## Begin Records to use
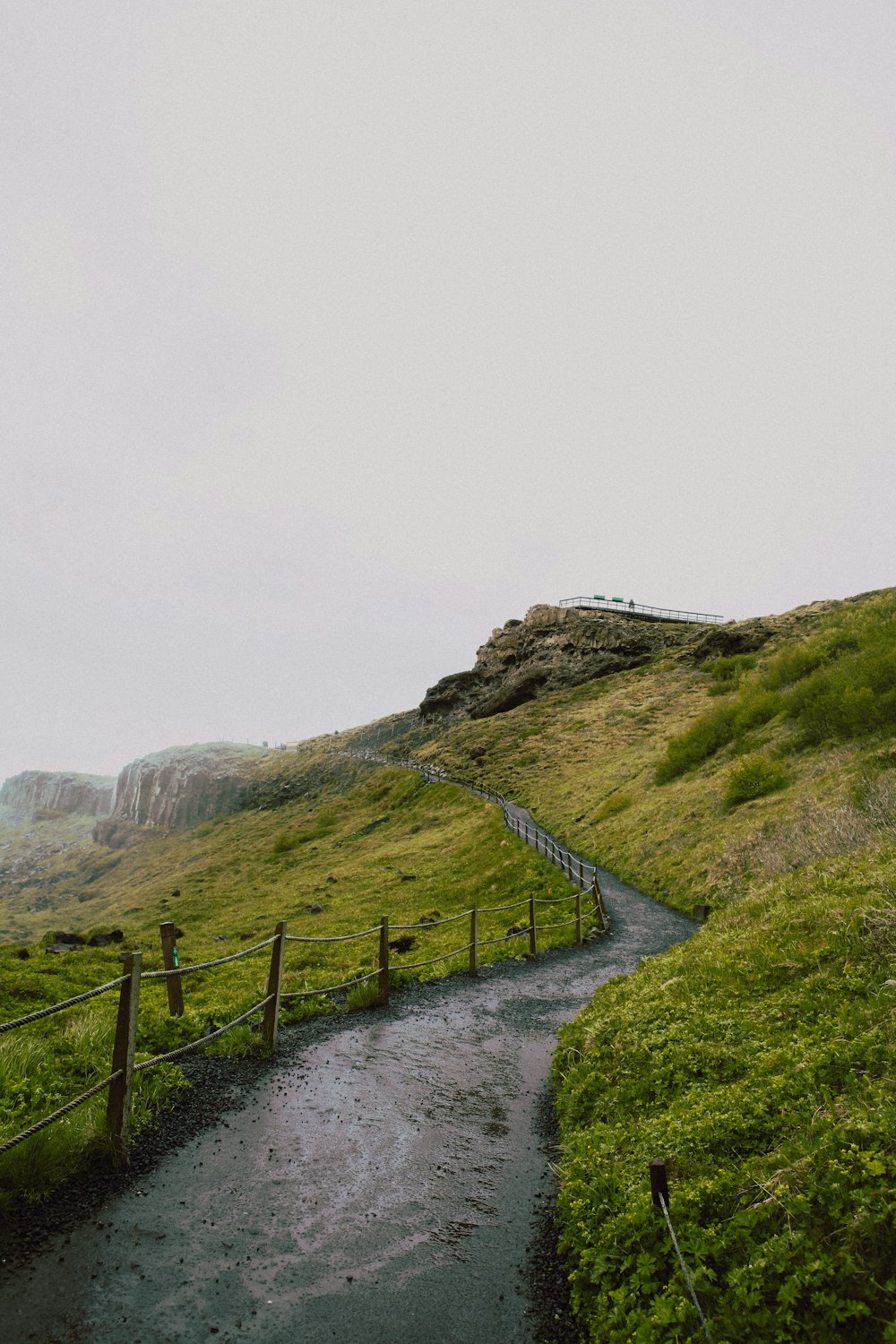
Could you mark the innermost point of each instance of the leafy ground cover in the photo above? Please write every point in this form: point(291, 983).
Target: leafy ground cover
point(374, 843)
point(756, 1059)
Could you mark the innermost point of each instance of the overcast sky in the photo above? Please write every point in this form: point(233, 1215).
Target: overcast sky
point(336, 332)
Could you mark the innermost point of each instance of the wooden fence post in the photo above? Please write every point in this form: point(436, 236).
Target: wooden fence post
point(171, 960)
point(274, 978)
point(659, 1183)
point(383, 978)
point(123, 1058)
point(598, 902)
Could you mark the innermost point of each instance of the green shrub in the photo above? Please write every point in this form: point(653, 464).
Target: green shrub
point(702, 739)
point(727, 672)
point(754, 777)
point(755, 709)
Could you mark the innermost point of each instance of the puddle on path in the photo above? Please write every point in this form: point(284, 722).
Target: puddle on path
point(378, 1188)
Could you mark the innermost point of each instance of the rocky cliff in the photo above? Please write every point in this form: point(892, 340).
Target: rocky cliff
point(45, 790)
point(179, 787)
point(556, 648)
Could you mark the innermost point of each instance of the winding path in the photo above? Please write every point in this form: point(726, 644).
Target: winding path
point(378, 1187)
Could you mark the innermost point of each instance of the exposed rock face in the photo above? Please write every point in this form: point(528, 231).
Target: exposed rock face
point(34, 790)
point(177, 788)
point(554, 648)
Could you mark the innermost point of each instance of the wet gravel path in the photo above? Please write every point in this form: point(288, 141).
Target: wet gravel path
point(384, 1180)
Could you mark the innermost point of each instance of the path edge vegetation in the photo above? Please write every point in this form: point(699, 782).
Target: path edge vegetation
point(755, 1059)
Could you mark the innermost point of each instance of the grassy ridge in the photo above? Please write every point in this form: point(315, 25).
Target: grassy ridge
point(226, 883)
point(756, 1059)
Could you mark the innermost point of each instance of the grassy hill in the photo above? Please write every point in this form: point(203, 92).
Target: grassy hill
point(363, 844)
point(756, 1059)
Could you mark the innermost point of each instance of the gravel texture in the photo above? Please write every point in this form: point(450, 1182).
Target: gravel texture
point(384, 1177)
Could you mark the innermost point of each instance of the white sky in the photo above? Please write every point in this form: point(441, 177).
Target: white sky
point(336, 332)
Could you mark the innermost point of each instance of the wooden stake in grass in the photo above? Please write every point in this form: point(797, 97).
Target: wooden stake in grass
point(123, 1061)
point(598, 903)
point(171, 961)
point(274, 980)
point(383, 978)
point(659, 1183)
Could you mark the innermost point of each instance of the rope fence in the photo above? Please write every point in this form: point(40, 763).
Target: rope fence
point(124, 1064)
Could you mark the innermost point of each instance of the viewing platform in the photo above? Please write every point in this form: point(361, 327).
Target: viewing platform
point(638, 610)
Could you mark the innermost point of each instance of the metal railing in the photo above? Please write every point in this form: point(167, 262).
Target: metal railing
point(630, 607)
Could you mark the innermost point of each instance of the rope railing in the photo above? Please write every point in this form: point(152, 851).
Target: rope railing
point(497, 910)
point(202, 1040)
point(124, 1066)
point(67, 1003)
point(445, 956)
point(330, 989)
point(435, 924)
point(56, 1115)
point(206, 965)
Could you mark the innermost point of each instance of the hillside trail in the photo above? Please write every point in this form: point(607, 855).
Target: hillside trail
point(381, 1185)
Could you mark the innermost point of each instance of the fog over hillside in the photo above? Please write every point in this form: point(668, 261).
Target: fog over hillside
point(338, 336)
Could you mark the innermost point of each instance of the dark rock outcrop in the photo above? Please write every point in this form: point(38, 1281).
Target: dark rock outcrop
point(58, 792)
point(179, 788)
point(552, 650)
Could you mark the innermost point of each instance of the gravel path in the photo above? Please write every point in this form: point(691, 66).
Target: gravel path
point(384, 1180)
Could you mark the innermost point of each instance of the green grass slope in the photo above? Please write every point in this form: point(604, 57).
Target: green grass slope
point(758, 1058)
point(366, 843)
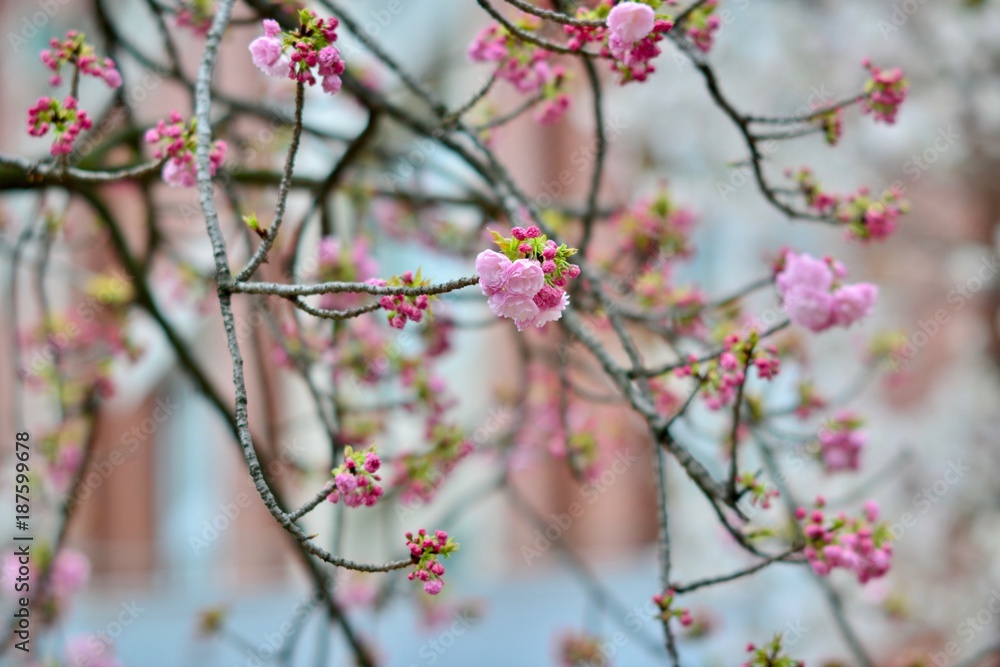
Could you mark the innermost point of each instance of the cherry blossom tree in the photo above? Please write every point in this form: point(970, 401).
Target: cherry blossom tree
point(586, 290)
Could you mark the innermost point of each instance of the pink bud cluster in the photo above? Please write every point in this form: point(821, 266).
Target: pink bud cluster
point(420, 475)
point(68, 573)
point(721, 377)
point(865, 217)
point(655, 289)
point(75, 51)
point(761, 492)
point(177, 144)
point(195, 15)
point(634, 32)
point(665, 602)
point(581, 35)
point(400, 308)
point(656, 225)
point(868, 218)
point(355, 480)
point(771, 654)
point(65, 118)
point(425, 550)
point(809, 400)
point(841, 442)
point(832, 124)
point(296, 54)
point(525, 66)
point(702, 24)
point(91, 651)
point(814, 296)
point(525, 281)
point(858, 545)
point(885, 92)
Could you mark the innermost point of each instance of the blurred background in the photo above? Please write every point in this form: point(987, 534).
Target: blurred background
point(172, 526)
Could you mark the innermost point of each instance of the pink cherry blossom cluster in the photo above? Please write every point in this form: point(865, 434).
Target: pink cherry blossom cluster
point(75, 51)
point(195, 15)
point(430, 390)
point(402, 308)
point(420, 475)
point(525, 281)
point(832, 124)
point(885, 92)
point(343, 262)
point(721, 377)
point(66, 119)
point(177, 144)
point(576, 649)
point(858, 545)
point(525, 66)
point(583, 439)
point(91, 651)
point(665, 603)
point(841, 442)
point(68, 573)
point(295, 54)
point(771, 654)
point(634, 33)
point(655, 225)
point(866, 218)
point(425, 551)
point(356, 481)
point(655, 289)
point(702, 24)
point(761, 492)
point(815, 298)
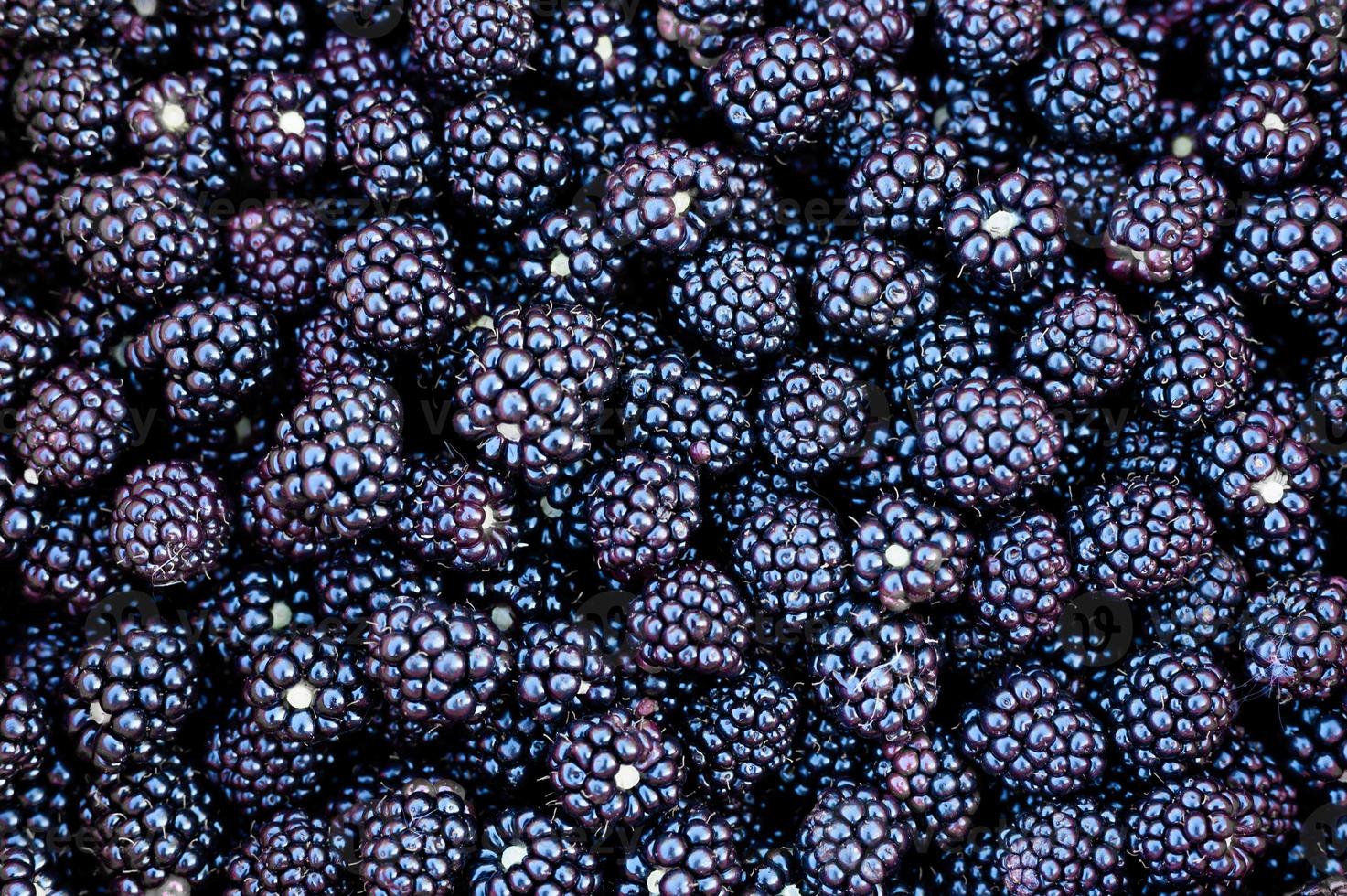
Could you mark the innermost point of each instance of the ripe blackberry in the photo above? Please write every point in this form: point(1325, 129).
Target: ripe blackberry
## End Records to use
Task statement
Copy out all of the items above word for word, leaving out the pictures.

Task answer
Could you mark the innermost point of each instance of the leafy ground cover in the photo above? Please write every point in this form: point(291, 983).
Target: leafy ground cover
point(374, 843)
point(756, 1059)
Could you mark the innermost point of each instance of the overcast sky in the photo above? Please write every point in this form: point(233, 1215).
Target: overcast sky
point(336, 332)
Could you mark the innermost point of each instance of the wooden fence post in the photo above? Please write every point in this form: point(436, 236).
Target: wooden fence post
point(171, 960)
point(274, 978)
point(659, 1183)
point(383, 978)
point(123, 1058)
point(598, 902)
Could you mark the innermost point of each instance of the green shrub in the photo above? Please write every point in this form: point(653, 464).
Target: green shrub
point(702, 739)
point(727, 672)
point(754, 777)
point(755, 709)
Could you mark the innermost point of each instance of the puddle on path in the photo above? Please write every point in this form: point(284, 722).
Target: puddle on path
point(378, 1188)
Could you mark the innermost point of each instance of the rocky cliff in the photo above? Please write every point in this form: point(892, 340).
Target: rocky cliff
point(45, 790)
point(179, 787)
point(556, 648)
Could you mark the innermost point of each instance of the winding path in the photo above? Please write every point in this form: point(726, 644).
Target: winding path
point(378, 1187)
Could you mark the innermost point of each instance of the exposed rock face in the photo above? Please write every point in this form: point(528, 231).
Target: exposed rock face
point(34, 790)
point(177, 788)
point(554, 648)
Could you mark the innermost point of each instance of the wet gravel path in the photo above? Please write every point in this form: point(288, 141).
Target: wet gravel path
point(384, 1180)
Could you mark the innermost point of each instance of the path edge vegetation in the photo above? Please write every point in this form: point(699, 782).
Target: path edge vegetation
point(755, 1059)
Could you mark the innermost point of each instance of the grassy ridge in the photo above? Please write every point in this form: point(315, 25).
Target: grassy ridge
point(226, 883)
point(756, 1059)
Could you mark the innermost point of each instance of the grassy hill in the photo above? Please write every point in this form: point(203, 92).
Target: grassy hill
point(363, 844)
point(756, 1059)
Could you mark the innermost point of each instance of the gravel texture in the photo above? Please write every point in this form: point(450, 1182).
Target: gravel texture
point(384, 1177)
Could you mark the innermost point of each instance of the white sky in the photo above? Please write every point in this form: point(441, 177).
Target: white sky
point(336, 332)
Could you mark the innermost point of each instance of the wooden stake in grass in the photo above? Please write every point in this form: point(797, 97).
Target: wooden stake in grass
point(123, 1061)
point(598, 903)
point(171, 961)
point(274, 980)
point(383, 978)
point(659, 1183)
Could you mark the innermost point of each instance of the rope fence in the photo above? Please write every point in this form: point(40, 763).
Target: rope fence
point(124, 1064)
Could you mark the innermost point of each instance of the viewing platform in the photo above? Please write every point in this form: point(361, 327).
Target: viewing platform
point(638, 610)
Could you mark the innermost point of each instance of the metal railing in the photo above? Please write every point in this form: point(167, 262).
Target: metal railing
point(630, 607)
Could you mark the innermost point of each instance of the rope railing in the photo above? Please write every point in this form: point(152, 851).
Target: rope railing
point(497, 910)
point(202, 1040)
point(124, 1066)
point(67, 1003)
point(445, 956)
point(330, 989)
point(435, 924)
point(56, 1115)
point(206, 965)
Could you mark the innermost point of each instance of the hillside trail in the photo above? Please write every point in this form: point(607, 855).
Target: hillside trail
point(381, 1185)
Could you mark the innermost point of each instance of the fog over hillside in the photo above? Please write every point in this form: point(668, 261).
Target: fog over hillside
point(338, 336)
Could you mark the innermost point of each instance of the dark rock outcrop in the photo above? Please write every point in this form: point(38, 1281).
Target: dark rock outcrop
point(58, 792)
point(179, 788)
point(552, 650)
Could you mark the innermost point of each instance of the gravel path in the photo above? Please write every point in this form: point(691, 66).
Target: gravel path
point(384, 1180)
Could you mark the innermost point of each instance of the green grass slope in the photo above? Please write every point in this form: point(604, 57).
Target: green grass slope
point(758, 1058)
point(366, 843)
Could you mark the innermost point of each instance of the cherry blossom tree in the photo above? Please write every point in this form: point(970, 401).
Target: cherry blossom tree
point(586, 290)
Could you mark the innermost point of each instance of the pink bud cluster in the photo above? Please write every point in this form: point(821, 266).
Target: pink bud cluster
point(420, 475)
point(68, 573)
point(721, 377)
point(865, 217)
point(655, 289)
point(75, 51)
point(761, 492)
point(177, 144)
point(195, 15)
point(634, 32)
point(665, 602)
point(581, 35)
point(400, 308)
point(656, 225)
point(868, 218)
point(355, 480)
point(771, 654)
point(65, 118)
point(425, 550)
point(809, 400)
point(841, 442)
point(832, 124)
point(296, 54)
point(525, 66)
point(702, 24)
point(91, 651)
point(814, 296)
point(525, 281)
point(858, 545)
point(885, 92)
Could you mark the innermost point of each instance of the blurred background in the photo above? Please write every point in this form: point(987, 534).
Target: blurred background
point(172, 526)
Could you mark the innermost point of each instance of the pink cherry blossom cluster in the photo above? Please write every point in this form: point(865, 434).
Target: pink cherry blossom cluster
point(75, 51)
point(195, 15)
point(430, 390)
point(402, 308)
point(420, 475)
point(525, 281)
point(832, 124)
point(885, 92)
point(343, 262)
point(721, 377)
point(66, 119)
point(177, 144)
point(576, 649)
point(858, 545)
point(525, 66)
point(583, 439)
point(91, 651)
point(665, 603)
point(841, 442)
point(68, 573)
point(295, 54)
point(771, 654)
point(634, 33)
point(655, 225)
point(866, 218)
point(425, 551)
point(356, 481)
point(655, 289)
point(702, 24)
point(761, 492)
point(815, 298)
Could you mark the innermost point of each instance of the ripe blackberry in the photo above? Please write every point in this form: point(1325, 129).
Target: ripe blackberry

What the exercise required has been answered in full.